++++ Data for analysis

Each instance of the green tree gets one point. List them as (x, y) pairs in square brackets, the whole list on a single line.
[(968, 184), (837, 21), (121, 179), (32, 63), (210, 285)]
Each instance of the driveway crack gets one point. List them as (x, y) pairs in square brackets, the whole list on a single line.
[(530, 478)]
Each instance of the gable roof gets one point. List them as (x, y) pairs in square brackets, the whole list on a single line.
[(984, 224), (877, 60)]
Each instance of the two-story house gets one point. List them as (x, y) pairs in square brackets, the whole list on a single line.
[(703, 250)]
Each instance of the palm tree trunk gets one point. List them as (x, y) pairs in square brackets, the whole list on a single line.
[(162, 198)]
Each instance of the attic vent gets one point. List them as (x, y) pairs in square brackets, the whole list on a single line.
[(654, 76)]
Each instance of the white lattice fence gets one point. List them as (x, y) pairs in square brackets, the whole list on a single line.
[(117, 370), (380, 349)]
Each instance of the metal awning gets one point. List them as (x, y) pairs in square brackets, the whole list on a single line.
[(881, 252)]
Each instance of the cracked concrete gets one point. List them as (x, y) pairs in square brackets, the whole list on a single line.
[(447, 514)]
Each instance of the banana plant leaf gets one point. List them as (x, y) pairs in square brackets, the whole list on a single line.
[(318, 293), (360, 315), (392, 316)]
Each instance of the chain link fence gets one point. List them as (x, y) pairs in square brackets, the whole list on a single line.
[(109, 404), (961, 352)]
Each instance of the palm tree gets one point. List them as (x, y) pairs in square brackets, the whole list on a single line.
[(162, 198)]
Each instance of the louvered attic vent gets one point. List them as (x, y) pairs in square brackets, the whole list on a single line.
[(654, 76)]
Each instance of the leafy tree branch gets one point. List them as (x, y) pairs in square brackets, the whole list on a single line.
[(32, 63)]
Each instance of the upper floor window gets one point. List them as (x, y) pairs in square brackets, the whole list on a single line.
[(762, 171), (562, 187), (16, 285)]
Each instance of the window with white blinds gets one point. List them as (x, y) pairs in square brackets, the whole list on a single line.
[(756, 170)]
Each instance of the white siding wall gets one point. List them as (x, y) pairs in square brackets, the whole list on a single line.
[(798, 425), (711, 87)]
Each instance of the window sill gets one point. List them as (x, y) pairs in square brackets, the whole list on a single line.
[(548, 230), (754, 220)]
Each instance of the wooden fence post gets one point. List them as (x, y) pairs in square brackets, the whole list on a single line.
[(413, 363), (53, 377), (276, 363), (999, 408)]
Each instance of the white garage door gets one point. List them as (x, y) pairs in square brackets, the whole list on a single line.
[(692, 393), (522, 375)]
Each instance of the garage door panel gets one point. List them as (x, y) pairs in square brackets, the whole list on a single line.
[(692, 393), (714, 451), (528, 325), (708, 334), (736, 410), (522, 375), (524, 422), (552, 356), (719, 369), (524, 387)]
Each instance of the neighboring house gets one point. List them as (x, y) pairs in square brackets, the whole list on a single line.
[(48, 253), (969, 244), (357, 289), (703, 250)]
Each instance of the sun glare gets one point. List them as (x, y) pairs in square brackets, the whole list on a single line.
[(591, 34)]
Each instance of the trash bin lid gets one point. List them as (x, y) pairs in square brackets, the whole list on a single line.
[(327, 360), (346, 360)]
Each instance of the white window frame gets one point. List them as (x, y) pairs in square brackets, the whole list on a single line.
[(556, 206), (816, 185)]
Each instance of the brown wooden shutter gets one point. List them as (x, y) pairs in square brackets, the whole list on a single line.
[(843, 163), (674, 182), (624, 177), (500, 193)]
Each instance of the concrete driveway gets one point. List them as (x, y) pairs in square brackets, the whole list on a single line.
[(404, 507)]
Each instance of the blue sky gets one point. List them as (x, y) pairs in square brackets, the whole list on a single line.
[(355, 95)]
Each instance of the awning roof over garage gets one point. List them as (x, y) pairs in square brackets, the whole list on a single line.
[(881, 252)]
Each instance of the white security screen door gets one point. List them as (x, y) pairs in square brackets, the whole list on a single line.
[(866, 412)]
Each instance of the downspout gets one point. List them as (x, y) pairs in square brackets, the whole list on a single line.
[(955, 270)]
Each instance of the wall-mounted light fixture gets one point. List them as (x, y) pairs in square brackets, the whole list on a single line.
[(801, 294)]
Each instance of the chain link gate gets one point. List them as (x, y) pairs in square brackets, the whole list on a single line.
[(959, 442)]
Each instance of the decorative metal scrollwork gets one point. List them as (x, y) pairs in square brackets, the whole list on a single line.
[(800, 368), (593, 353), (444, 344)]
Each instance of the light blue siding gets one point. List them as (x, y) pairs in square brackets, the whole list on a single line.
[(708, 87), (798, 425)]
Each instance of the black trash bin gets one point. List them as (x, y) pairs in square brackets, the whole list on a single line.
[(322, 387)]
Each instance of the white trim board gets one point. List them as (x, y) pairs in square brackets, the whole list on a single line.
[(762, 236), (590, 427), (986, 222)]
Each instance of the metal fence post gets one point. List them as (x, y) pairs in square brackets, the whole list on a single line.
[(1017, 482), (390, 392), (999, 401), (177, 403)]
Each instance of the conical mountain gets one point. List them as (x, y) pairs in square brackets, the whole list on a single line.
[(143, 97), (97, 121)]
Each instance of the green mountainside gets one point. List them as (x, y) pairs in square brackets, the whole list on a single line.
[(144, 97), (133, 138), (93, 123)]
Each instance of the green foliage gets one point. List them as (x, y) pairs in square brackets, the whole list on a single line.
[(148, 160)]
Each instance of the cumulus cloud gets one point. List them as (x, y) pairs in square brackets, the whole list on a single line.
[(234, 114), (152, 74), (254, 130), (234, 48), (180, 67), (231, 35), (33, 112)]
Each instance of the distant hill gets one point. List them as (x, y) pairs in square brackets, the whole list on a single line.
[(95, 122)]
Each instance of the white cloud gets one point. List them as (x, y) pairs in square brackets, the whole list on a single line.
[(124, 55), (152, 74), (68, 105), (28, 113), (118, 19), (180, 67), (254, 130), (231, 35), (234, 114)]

++++++++

→ Work required: In full and without error, transcribe the listing.

→ Exercise response:
Each instance of the green tree gets one point. List them as (x, y) pairs in square brackets, the whole list on a single line.
[(968, 184), (837, 21), (121, 179), (32, 63), (210, 285)]
Each instance of the driveway crack gets one point. List them as (x, y) pairs in square brackets, the whole list on a single line.
[(530, 478)]
Each instance of the gable roof gets one point. List them as (x, y) pairs in square brackets, the whole list on a single line.
[(984, 224), (877, 60)]
Each instance of the two-story house gets one point. List them as (x, y) pairs in square brackets, the whole list on a single line.
[(703, 250)]
Each instance of the palm tree trunk gets one point. List them as (x, y) pairs in square brackets, the whole list on a single line.
[(162, 198)]
Each instance of the attic vent gets one point. List them as (x, y) pairs in square brackets, the whole list on a single line.
[(654, 76)]
Each instance of the white lattice fence gets one point. List them as (x, y) pairs in square brackets, the whole list on a single line.
[(117, 370), (380, 349)]
Each instance of the metal awning gets one point. List them as (x, y) pairs in square brackets, the whole list on a single line.
[(881, 252)]
Each instance of the cracked concrete gets one point. List them as (x, y) pairs in square brackets, the whole list on a single line.
[(447, 514)]
Each instance of the banana plant leaf gets one point. List them as (x, y) pairs in square brackets, the whole list on a single line.
[(318, 293), (360, 315), (392, 316)]
Each instance of the chain link fence gets one point. List them as (x, y) pairs in square brackets, the whole list on a single line.
[(109, 404), (961, 352)]
Each instance of the palm tree gets one point. List them as (x, y) pairs in square brackets, the whole list on a single line.
[(162, 198)]
Each instance of the louvered attic vent gets one point. List them as (x, y) pairs in square brackets, the whole list on a single line.
[(654, 76)]
Each instance of the leafy tree branch gets one point. List them as (x, y) pairs in square brackets, the whole list on a single line.
[(32, 63)]
Each instance of the upper floor window gets one point. List them as (x, y) pairs in square brackets, the whole list on a single line.
[(762, 171), (562, 187), (16, 285)]
Each instance of the window with white blinds gets one point. List them as (x, y) pairs in square brackets, the whole list on a single line.
[(756, 170)]
Each instance of the white siding wall gets one point. List them as (x, y) pairs in square brackets, the whole list on a single line.
[(798, 425), (711, 87)]
Each instance of the window sill gets one point. List them as (x, y) pairs in square brackets, the whole list on a single line.
[(548, 230), (754, 220)]
Each instance of the wooden fence post gets one point. List them as (x, y) pairs in square brackets, the whole list on a single line.
[(413, 363), (53, 377), (276, 363), (999, 408)]
Each instance of the white garage door gets one point. List them as (x, y) pairs in square brackets, the whole list on a single line.
[(692, 393), (522, 375)]
Each instance of the garage door panel gets one point. List them as (x, y) pairs in square brackets, the whole list on a single line.
[(692, 393), (714, 451), (528, 325), (708, 334), (736, 410), (522, 375), (524, 422), (552, 356), (719, 369), (524, 387)]
Each instance of the neighboring house gets one point. List them as (x, y) pairs in square brackets, the whole list on a single line.
[(48, 253), (969, 244), (357, 289), (703, 250)]
Each instance of the sun glare gets one point. List them as (x, y) pairs in square brackets, the whole list on a single line.
[(591, 34)]
Each instance of the trash bin lid gets one point. List them as (x, y) pairs in square brackets, the whole list on a single line.
[(327, 360), (346, 360)]
Each instance of the white window frame gets one point. List them as (x, y) pairs in square brackets, the whole list on a single line.
[(556, 206), (816, 185)]
Each instance of the brown wooden shutter gets one point. List them as (x, y) pairs in square brackets, the whole list on a single line.
[(843, 163), (674, 182), (624, 177), (500, 193)]
Each instance of the concrete driveway gets one point. List them as (x, y) pairs in square brackets, the whole list on a single line.
[(404, 507)]
Each instance of the blue sky gets one point. List them as (x, y) pairs in square brackets, the whole list on a single line.
[(355, 95)]
Each instance of the awning roof over garage gets one point. List them as (x, y) pairs in square brackets, the whole list on a single line.
[(881, 252)]
Each instance of the white security screen door gets one point. List them as (x, y) pairs in square brackets, the whole list on a single line.
[(866, 412)]
Each instance of the downspout gets one point. List them as (x, y) pairs in square brackets, the whole list on a single line.
[(955, 270)]
Each instance of the wall-mounted light fixture gets one point. List them as (x, y) pairs in square brackets, the whole list on a single line.
[(801, 294)]
Each instance of the chain link gate gets one point. List them as (x, y) pairs in square brackets, the whole list on a single line.
[(959, 442)]
Each instance of the decorative metal scrollwork gets one point. List them as (x, y) pairs in square brackets, the whole list on a single line.
[(800, 368), (593, 353), (444, 344)]
Each instance of the light blue siding gets one point. List them as (x, y) pairs in square brackets, the whole list on a single line.
[(708, 87), (798, 425)]
Each instance of the black trash bin gets one point. List them as (x, y) pairs in square brackets, the whole list on a single line.
[(322, 387)]
Each instance of the white trim board gets one point. List them as (x, y) pairs in square brackets, the whole list on a single line.
[(762, 236), (590, 427), (986, 222)]
Each instance of the metal fence post gets one point. List them as (x, y) pairs in square brackets, the whole list on a single line.
[(1017, 482), (390, 392), (999, 401), (177, 403)]
Each instance of the conical mountain gets one point. List them as (x, y) pairs in square brackets, the whole list on a single line.
[(143, 97), (97, 121)]
Each instance of the green mountainside gets one point. List them as (x, y) pairs in square brackets, the whole list on a single line.
[(144, 97), (133, 138), (93, 123)]
Each instance of the green foliage gets one point. List them as (x, y) pairs in square brackets, the whole list on a single line.
[(148, 160)]
Each instance of the cumulus cloud gets one point. List them as (x, y) pairs in square brackets, the whole list on a single line.
[(234, 114), (152, 74), (254, 130), (234, 48), (180, 67), (231, 35), (33, 112)]
Each instance of the distant hill gets one point. List them as (x, y) pairs in square brackets, the whole list on a single line.
[(95, 122)]
Each instance of the white cloud gets one point. List them as (x, y) pairs in square brackets, the whole list on a single line.
[(124, 55), (152, 74), (68, 105), (28, 113), (118, 19), (180, 67), (254, 130), (231, 35), (234, 114)]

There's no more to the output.